— Required work —
Print the listing below in full. Alter nothing.

----

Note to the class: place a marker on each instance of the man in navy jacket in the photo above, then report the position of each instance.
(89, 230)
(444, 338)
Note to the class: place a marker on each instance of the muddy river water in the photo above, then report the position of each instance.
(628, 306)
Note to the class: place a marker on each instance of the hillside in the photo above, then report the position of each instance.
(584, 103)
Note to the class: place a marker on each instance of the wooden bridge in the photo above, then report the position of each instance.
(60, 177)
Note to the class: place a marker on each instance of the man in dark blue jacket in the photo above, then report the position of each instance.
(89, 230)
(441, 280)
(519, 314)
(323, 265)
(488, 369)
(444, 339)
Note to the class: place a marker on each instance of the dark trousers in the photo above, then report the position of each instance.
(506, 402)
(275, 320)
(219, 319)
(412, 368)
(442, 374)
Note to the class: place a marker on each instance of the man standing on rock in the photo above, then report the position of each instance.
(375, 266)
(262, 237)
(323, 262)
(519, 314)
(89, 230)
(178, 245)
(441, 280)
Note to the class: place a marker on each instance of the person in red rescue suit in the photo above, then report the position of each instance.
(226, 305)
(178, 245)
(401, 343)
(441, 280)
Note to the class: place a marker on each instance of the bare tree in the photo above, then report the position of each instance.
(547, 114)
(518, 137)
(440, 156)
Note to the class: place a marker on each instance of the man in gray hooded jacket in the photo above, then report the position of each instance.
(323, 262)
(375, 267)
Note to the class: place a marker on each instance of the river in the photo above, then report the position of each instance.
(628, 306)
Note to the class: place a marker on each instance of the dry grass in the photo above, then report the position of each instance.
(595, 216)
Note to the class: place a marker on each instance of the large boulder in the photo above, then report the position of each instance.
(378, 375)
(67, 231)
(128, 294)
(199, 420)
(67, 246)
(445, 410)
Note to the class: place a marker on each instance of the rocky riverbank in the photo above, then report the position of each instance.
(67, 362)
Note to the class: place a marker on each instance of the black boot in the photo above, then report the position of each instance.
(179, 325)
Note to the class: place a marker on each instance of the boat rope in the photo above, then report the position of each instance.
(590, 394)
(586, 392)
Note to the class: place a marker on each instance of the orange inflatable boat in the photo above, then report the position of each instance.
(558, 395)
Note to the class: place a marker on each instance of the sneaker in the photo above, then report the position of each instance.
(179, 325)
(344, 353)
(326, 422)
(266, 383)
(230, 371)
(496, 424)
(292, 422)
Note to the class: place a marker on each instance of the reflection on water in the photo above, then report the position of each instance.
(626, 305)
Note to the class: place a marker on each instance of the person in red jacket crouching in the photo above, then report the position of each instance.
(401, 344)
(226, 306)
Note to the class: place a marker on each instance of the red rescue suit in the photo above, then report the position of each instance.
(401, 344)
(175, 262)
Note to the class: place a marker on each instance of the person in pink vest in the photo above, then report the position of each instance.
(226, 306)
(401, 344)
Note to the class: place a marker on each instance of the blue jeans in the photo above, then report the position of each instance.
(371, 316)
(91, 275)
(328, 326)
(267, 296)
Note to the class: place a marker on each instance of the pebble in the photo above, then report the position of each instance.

----

— Exercise result —
Note to the class: place a marker on each instance of the man in navy jacket in the photo above, then report the position of each instance.
(89, 230)
(444, 338)
Note to the class: place a marker on each instance of the muddy river water in the photo above, then report the position of each instance.
(628, 306)
Note to the class: place a marker on each instance of the hillside in the photo above, then report the position of each instance.
(584, 103)
Note to the class: place a marker on each instance of the wooden bridge in the photo above, then report the position of each instance.
(60, 177)
Note to the class: place a marker on each instance of the man in dark blue jacket in the photo above, then report the position of each instance.
(89, 230)
(441, 280)
(519, 314)
(323, 265)
(488, 369)
(444, 339)
Note to the class: place a marker on each instance of the dark trousers in the photo above, then report the position of each instance.
(506, 402)
(275, 320)
(219, 319)
(412, 368)
(442, 374)
Note to the class: place a marker on each instance of the man standing on rock in the photo above, then report the position of each instance.
(375, 266)
(262, 237)
(323, 262)
(519, 314)
(89, 230)
(178, 245)
(441, 280)
Note to the class: place a marker on each instance of the person in red rescue suit in the photo above, then report the position of each instance.
(226, 305)
(178, 245)
(401, 343)
(441, 280)
Note to the class: place a marker on each instance of the bare tree in the photo above, then report the position of each instance.
(547, 114)
(518, 137)
(440, 156)
Note to the class: place a marker on each instance of the man in gray hooded jacket in the photo above, then report the position of each instance.
(323, 262)
(375, 267)
Note to the class: place a marker on each instance of the river in the photo above, then report the position of each instance.
(628, 306)
Note to the class: place a marker on each instance of the dry grass in the photo above, then report the position of each instance.
(595, 216)
Note to the class: place a marker on each instance of the large boulder in the photo above, then report the position of each instance.
(378, 375)
(67, 231)
(128, 294)
(199, 420)
(67, 246)
(445, 410)
Note to the class: place a marker on each instance of the rocky riverbank in the photo above, then report the position of each instance.
(67, 362)
Note to the class: place a marker on each instance of the black boot in the photo above, then report the position of each instance.
(179, 325)
Note to the class: place a marker on each instance of the boat rope in the photo above, then report the position of each instance.
(590, 394)
(586, 392)
Note to the class: place a marker on each instance of the orange inflatable boat in the photo above, then report the position of each instance.
(558, 395)
Note to the class: place a marker on each instance of the sneaker in the photo above, then report the position of each instance.
(179, 325)
(344, 353)
(326, 422)
(266, 383)
(230, 371)
(496, 424)
(292, 422)
Note to the class: place a marker on each instance of the reflection on water in the photo above, then report the position of each instance.
(626, 305)
Note to the class: place a marker on each instance of the person in red jacket crouching in the photo above, then report the position of each instance.
(401, 344)
(226, 306)
Note to the class: place a marker on each instance of the red rescue suit in the photo above, then report the position of each instance.
(401, 344)
(175, 262)
Note to the class: place a marker on each instance of the person in pink vest in the photo above, then report the position of each instance.
(226, 306)
(401, 344)
Note to the class: place a marker on each instance of the blue jeans in the photo above, then report the position of each instance.
(371, 316)
(91, 275)
(328, 326)
(267, 296)
Note to the class: place a marker on each instance of the pebble in the photo above, then report the position of each instance.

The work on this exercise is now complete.